Task instructions: Reproduce verbatim the final portion of the material below, from the line containing "Prompt: red and blue bracelet" through its last line, and nothing else.
★ ★ ★ ★ ★ ★ ★
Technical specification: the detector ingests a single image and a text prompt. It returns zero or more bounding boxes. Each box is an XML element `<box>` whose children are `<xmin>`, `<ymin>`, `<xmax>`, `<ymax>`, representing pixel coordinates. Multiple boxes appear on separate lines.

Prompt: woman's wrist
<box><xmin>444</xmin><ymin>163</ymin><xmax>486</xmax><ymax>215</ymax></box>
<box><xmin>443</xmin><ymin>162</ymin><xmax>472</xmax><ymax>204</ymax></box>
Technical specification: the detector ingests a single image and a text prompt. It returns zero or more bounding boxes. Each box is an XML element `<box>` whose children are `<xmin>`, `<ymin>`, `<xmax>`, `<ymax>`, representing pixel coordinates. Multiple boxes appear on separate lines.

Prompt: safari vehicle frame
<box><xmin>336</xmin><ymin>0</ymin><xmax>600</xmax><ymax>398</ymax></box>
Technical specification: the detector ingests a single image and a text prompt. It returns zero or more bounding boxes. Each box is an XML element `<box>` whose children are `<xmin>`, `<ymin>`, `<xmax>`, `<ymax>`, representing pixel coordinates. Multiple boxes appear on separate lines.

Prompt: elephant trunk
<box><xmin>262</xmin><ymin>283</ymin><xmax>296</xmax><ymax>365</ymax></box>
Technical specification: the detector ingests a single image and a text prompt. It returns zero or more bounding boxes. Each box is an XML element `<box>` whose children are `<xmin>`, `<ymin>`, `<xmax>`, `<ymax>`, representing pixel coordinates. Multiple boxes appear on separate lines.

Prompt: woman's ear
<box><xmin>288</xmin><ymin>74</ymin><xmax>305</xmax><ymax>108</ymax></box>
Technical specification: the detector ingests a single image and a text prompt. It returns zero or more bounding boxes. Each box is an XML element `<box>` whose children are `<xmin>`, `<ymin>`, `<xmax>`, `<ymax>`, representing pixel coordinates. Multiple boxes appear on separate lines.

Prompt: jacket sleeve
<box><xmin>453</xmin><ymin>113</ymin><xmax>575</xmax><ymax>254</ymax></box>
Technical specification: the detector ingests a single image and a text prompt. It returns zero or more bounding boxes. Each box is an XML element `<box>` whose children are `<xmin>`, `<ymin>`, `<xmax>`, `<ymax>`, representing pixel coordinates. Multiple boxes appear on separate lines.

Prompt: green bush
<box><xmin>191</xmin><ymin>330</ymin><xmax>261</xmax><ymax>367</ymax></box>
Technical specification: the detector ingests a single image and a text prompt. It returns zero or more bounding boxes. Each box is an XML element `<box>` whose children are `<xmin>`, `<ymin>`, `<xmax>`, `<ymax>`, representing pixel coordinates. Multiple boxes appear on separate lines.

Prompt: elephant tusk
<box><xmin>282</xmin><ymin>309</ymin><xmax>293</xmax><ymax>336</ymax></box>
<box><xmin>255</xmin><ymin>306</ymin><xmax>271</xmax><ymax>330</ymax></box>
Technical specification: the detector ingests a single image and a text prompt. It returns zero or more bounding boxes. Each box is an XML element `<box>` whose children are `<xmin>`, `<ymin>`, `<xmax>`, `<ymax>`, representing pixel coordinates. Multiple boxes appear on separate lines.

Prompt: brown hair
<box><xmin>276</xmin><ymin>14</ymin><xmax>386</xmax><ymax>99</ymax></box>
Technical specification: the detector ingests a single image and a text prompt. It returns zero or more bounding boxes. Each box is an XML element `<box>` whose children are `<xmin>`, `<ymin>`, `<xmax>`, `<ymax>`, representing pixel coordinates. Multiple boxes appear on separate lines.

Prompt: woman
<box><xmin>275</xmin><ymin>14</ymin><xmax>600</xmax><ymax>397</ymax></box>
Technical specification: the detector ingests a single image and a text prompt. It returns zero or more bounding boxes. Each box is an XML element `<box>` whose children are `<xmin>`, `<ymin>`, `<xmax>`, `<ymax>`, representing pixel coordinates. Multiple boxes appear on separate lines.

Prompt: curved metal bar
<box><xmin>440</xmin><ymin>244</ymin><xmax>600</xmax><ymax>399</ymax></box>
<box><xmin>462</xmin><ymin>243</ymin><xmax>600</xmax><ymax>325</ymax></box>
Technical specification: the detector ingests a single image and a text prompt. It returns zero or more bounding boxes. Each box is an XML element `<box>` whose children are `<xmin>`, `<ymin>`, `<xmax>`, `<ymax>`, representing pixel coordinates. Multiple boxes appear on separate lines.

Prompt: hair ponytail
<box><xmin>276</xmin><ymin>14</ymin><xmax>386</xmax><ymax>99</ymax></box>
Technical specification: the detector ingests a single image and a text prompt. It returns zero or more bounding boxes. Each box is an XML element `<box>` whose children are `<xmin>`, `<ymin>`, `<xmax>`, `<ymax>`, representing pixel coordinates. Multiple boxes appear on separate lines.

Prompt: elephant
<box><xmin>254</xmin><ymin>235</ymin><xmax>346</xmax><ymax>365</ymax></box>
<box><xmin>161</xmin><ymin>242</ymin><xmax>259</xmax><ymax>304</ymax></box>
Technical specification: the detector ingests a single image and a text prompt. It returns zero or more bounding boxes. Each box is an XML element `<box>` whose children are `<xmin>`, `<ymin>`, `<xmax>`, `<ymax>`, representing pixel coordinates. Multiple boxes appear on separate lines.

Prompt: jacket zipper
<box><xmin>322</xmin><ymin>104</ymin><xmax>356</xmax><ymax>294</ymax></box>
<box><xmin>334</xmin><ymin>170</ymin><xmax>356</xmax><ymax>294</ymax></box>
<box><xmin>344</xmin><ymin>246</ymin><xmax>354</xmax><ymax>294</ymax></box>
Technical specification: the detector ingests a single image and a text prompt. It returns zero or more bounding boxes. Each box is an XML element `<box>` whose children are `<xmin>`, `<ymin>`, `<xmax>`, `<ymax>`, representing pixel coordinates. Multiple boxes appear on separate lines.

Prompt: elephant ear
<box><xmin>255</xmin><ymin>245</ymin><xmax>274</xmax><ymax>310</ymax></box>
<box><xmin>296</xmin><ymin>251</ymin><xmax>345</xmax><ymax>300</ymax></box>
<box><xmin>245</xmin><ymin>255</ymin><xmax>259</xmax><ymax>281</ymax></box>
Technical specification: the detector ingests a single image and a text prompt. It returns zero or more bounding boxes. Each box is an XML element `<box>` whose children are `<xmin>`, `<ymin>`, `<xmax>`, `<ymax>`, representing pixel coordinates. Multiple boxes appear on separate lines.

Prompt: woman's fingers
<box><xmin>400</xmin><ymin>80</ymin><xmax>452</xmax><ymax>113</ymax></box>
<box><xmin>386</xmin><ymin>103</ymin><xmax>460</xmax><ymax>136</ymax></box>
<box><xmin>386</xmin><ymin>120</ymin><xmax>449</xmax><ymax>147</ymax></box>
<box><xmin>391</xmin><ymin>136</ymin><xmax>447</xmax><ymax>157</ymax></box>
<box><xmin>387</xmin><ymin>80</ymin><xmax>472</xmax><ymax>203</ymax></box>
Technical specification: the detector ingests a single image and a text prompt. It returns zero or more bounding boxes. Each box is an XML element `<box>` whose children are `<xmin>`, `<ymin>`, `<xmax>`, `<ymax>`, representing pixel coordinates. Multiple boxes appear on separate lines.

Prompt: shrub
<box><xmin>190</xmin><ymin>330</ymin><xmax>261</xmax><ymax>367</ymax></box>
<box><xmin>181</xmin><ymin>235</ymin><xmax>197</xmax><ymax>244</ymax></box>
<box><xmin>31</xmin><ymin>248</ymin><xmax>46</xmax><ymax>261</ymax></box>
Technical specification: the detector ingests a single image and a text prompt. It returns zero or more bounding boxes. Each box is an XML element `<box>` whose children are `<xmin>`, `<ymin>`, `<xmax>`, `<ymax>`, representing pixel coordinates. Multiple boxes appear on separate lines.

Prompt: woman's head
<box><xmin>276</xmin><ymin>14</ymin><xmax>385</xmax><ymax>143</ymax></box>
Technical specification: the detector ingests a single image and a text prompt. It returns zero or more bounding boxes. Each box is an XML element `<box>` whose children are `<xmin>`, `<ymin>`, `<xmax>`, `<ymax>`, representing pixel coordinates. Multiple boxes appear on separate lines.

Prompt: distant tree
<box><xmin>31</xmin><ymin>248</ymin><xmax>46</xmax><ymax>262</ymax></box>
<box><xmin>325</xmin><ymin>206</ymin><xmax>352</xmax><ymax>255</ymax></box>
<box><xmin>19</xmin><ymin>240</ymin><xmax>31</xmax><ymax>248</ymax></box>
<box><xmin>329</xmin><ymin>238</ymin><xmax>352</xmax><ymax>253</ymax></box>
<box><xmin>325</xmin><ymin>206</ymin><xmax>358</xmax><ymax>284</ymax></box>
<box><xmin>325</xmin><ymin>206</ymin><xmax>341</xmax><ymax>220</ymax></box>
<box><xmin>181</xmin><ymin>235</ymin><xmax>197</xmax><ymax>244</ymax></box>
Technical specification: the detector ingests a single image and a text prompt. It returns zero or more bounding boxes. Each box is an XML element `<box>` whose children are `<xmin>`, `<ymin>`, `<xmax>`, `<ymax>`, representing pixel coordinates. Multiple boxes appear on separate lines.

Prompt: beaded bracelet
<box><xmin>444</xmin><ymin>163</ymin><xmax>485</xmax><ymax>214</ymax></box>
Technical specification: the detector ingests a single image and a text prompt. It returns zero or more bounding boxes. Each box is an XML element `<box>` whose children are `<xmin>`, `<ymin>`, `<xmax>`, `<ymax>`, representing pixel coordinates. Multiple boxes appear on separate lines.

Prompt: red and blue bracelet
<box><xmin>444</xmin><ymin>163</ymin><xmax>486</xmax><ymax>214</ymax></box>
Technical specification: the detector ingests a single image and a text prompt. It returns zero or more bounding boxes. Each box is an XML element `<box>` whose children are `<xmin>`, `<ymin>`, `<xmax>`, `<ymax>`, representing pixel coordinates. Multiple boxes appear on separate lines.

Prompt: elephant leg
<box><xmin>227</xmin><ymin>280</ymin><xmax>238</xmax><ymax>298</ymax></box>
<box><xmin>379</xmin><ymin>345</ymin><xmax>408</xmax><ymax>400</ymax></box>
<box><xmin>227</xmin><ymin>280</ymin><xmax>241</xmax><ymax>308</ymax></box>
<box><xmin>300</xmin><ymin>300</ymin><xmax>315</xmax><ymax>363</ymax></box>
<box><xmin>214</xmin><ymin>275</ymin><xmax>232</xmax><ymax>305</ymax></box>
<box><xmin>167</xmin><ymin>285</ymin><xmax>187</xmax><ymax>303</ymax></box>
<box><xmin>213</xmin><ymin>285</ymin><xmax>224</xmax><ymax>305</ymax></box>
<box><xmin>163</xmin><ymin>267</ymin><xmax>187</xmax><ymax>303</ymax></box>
★ ★ ★ ★ ★ ★ ★
Answer for this exercise:
Prompt: red and blue bracelet
<box><xmin>444</xmin><ymin>163</ymin><xmax>486</xmax><ymax>214</ymax></box>
Technical specification: the detector ingests a single image and a text prompt. It returns zero or more bounding boxes. Each box is an XML element `<box>` whose children are `<xmin>`, `<ymin>`, `<xmax>`, `<ymax>`, representing pixel coordinates. Multiple boxes appear on separate lines.

Prompt: elephant leg
<box><xmin>227</xmin><ymin>280</ymin><xmax>238</xmax><ymax>298</ymax></box>
<box><xmin>379</xmin><ymin>345</ymin><xmax>408</xmax><ymax>400</ymax></box>
<box><xmin>227</xmin><ymin>280</ymin><xmax>241</xmax><ymax>308</ymax></box>
<box><xmin>300</xmin><ymin>300</ymin><xmax>315</xmax><ymax>363</ymax></box>
<box><xmin>214</xmin><ymin>275</ymin><xmax>232</xmax><ymax>305</ymax></box>
<box><xmin>167</xmin><ymin>285</ymin><xmax>187</xmax><ymax>303</ymax></box>
<box><xmin>213</xmin><ymin>285</ymin><xmax>224</xmax><ymax>305</ymax></box>
<box><xmin>163</xmin><ymin>267</ymin><xmax>187</xmax><ymax>303</ymax></box>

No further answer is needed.